(WHAT THIS TASK INVOLVES): Report each line of the data below that contains the string "dark". Treat uppercase and lowercase as different.

>> Begin ENTRIES SUPPLIED

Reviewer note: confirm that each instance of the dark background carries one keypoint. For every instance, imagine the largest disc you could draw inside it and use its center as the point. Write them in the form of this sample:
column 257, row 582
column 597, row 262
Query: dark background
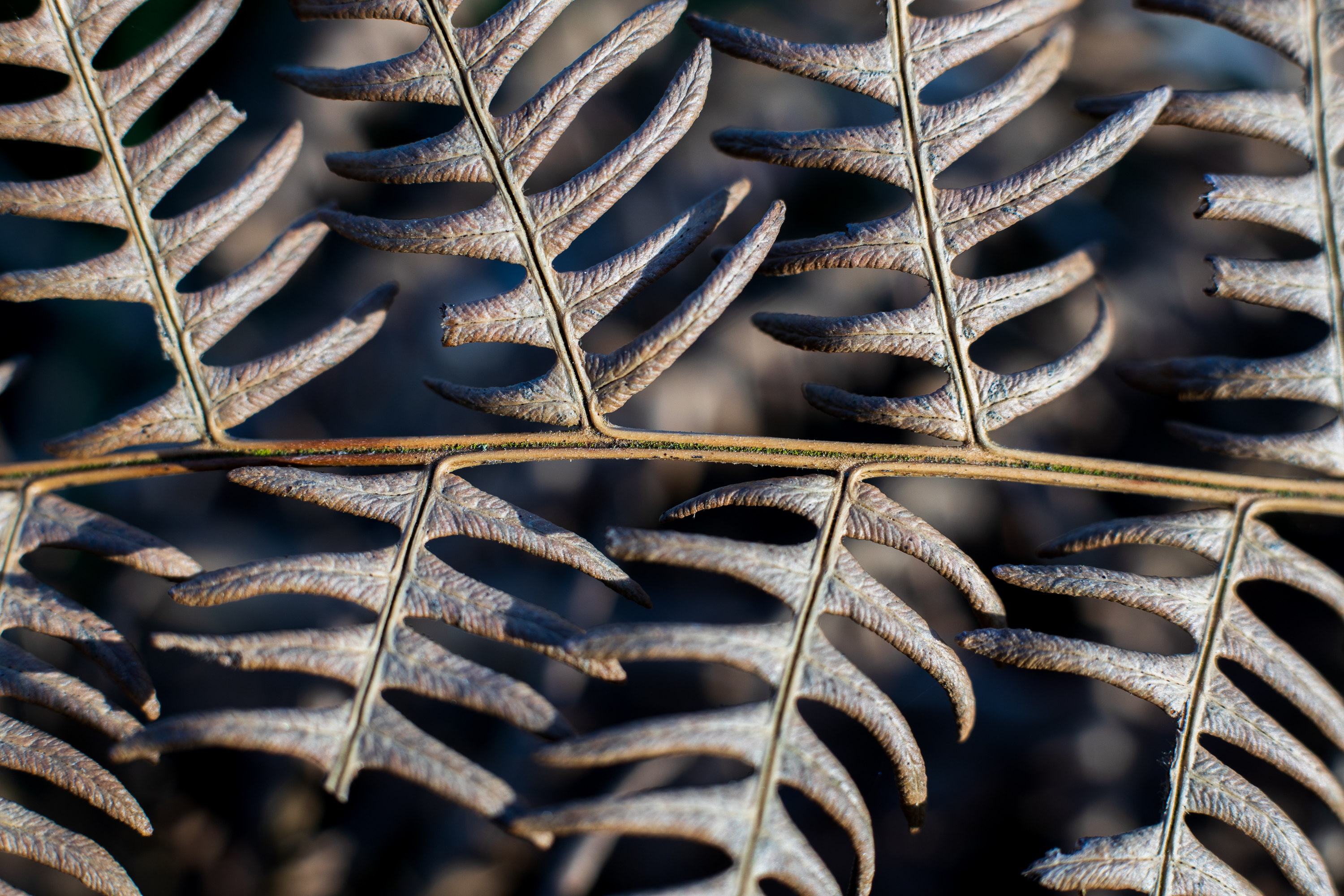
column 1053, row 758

>> End ENTRIES SUPPLIED
>> Begin ENTRIES SUPPLIED

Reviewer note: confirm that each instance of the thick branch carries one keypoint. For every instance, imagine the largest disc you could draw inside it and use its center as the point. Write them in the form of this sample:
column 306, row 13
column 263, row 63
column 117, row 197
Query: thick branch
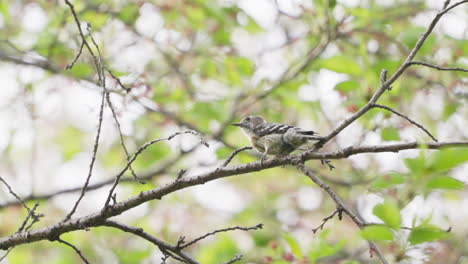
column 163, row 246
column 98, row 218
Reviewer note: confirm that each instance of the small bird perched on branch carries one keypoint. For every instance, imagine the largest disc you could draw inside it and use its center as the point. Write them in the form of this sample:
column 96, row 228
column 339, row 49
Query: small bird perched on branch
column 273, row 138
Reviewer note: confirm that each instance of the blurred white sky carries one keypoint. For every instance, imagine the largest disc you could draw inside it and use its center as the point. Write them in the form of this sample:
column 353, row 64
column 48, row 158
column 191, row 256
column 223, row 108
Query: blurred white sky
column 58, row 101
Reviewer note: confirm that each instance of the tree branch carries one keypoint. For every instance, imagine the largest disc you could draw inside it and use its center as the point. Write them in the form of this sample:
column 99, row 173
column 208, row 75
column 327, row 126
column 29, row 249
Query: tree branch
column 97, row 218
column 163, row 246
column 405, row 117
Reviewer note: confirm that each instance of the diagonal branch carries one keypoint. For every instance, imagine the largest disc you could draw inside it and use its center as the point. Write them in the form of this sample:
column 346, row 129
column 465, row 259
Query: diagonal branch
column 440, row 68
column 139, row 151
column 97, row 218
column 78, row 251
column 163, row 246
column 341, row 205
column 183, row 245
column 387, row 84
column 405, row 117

>> End ENTRIES SUPPLIED

(THE REPLY):
Reviewer note: confirm that each instance of the dark background carries one keypoint. For every instance, imagine the largest disc you could draw inside it and use its center as the point. Write them in the form of this sample:
Query: dark background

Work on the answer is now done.